↓↓↓
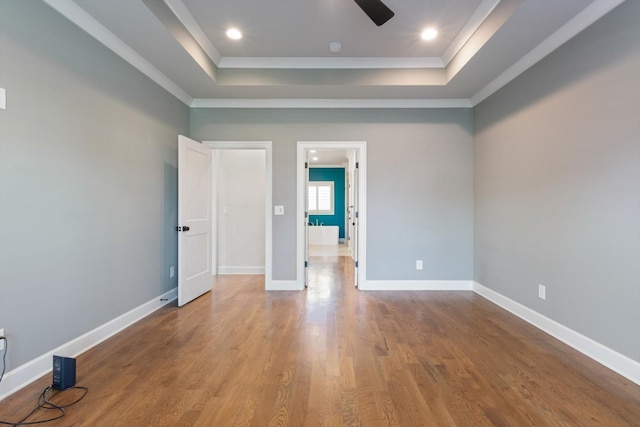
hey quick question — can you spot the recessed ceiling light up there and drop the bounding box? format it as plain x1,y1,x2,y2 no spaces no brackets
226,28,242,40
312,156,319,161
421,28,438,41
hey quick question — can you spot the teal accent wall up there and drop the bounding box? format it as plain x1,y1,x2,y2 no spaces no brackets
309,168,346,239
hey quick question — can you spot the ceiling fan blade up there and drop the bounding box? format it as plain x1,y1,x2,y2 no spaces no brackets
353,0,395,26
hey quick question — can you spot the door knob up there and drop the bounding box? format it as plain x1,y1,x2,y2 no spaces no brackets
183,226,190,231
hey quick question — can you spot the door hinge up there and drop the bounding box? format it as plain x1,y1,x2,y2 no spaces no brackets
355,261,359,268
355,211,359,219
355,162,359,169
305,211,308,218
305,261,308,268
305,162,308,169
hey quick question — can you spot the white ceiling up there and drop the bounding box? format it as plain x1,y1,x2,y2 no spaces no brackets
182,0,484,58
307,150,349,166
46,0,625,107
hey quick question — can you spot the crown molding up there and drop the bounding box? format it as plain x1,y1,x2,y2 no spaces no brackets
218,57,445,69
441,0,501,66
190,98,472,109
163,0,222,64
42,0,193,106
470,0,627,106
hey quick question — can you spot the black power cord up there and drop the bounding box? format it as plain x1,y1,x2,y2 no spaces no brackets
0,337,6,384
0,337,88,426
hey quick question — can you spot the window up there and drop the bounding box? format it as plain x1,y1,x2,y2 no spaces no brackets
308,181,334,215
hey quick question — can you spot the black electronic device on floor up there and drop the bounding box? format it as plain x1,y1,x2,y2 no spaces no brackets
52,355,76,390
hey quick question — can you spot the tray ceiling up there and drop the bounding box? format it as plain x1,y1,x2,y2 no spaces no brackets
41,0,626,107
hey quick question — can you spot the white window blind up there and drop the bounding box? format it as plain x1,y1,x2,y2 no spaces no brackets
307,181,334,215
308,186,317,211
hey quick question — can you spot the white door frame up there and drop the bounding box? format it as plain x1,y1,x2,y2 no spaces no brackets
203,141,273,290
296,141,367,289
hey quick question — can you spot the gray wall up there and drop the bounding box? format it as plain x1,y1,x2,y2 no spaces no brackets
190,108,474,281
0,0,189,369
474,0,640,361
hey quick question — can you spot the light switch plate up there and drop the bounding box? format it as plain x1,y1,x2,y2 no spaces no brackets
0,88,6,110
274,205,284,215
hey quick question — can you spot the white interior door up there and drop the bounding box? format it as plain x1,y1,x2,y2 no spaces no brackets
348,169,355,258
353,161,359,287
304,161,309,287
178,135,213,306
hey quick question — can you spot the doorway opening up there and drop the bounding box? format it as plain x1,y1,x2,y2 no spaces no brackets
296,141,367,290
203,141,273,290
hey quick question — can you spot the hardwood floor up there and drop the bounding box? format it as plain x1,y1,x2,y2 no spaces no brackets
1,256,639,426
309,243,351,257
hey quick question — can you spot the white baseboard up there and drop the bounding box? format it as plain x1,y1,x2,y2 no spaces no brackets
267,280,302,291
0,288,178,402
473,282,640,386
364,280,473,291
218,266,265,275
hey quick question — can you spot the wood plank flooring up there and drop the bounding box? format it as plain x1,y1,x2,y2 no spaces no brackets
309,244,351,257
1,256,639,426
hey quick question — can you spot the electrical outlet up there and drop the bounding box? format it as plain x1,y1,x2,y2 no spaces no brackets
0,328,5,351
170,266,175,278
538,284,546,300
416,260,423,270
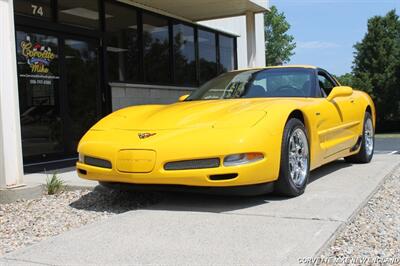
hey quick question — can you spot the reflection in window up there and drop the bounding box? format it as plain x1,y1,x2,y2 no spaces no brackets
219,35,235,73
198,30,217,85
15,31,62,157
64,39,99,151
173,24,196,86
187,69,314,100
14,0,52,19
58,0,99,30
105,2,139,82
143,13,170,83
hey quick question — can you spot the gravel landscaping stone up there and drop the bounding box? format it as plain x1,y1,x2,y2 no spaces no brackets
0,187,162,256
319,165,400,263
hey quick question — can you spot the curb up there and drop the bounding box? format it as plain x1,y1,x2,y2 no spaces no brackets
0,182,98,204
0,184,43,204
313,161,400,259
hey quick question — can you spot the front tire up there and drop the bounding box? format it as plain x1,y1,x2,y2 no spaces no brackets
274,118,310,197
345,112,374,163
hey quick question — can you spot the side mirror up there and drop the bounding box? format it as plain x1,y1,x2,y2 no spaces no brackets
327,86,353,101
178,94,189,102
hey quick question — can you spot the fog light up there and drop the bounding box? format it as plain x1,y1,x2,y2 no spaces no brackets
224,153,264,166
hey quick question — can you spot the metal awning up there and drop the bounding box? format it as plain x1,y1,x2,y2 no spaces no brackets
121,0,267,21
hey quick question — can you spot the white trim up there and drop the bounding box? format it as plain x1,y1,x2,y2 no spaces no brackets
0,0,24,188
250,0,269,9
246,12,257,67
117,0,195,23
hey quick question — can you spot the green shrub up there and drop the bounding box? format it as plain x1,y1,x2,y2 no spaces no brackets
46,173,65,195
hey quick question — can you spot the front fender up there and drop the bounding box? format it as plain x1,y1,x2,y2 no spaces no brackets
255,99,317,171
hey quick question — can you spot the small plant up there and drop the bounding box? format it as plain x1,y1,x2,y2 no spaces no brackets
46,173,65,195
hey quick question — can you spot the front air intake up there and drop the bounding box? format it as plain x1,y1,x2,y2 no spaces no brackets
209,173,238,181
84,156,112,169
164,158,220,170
↑↑↑
• **EXERCISE OBJECTIVE**
Starting with the line that holds "hey quick question — can you spot the front fender", copy every line through the end of the data above. Reproduce them exactly, with no other material.

• **EXPECTED OUTPUT**
hey quick question — can you spot the front fender up there and drop the bounding box? format it as plain x1,y1,x2,y2 no spaces no brackets
255,99,317,171
hey quick question — can you spot the small plant up there and drop the bounding box? format it as plain x1,y1,x2,y2 no spaces no brackets
46,173,65,195
hey quick question — can you spot the front air intake up there and drop the bounding box? format it as plain x1,y1,x2,y2 no spaces no brackets
209,173,238,181
84,156,112,169
164,158,220,170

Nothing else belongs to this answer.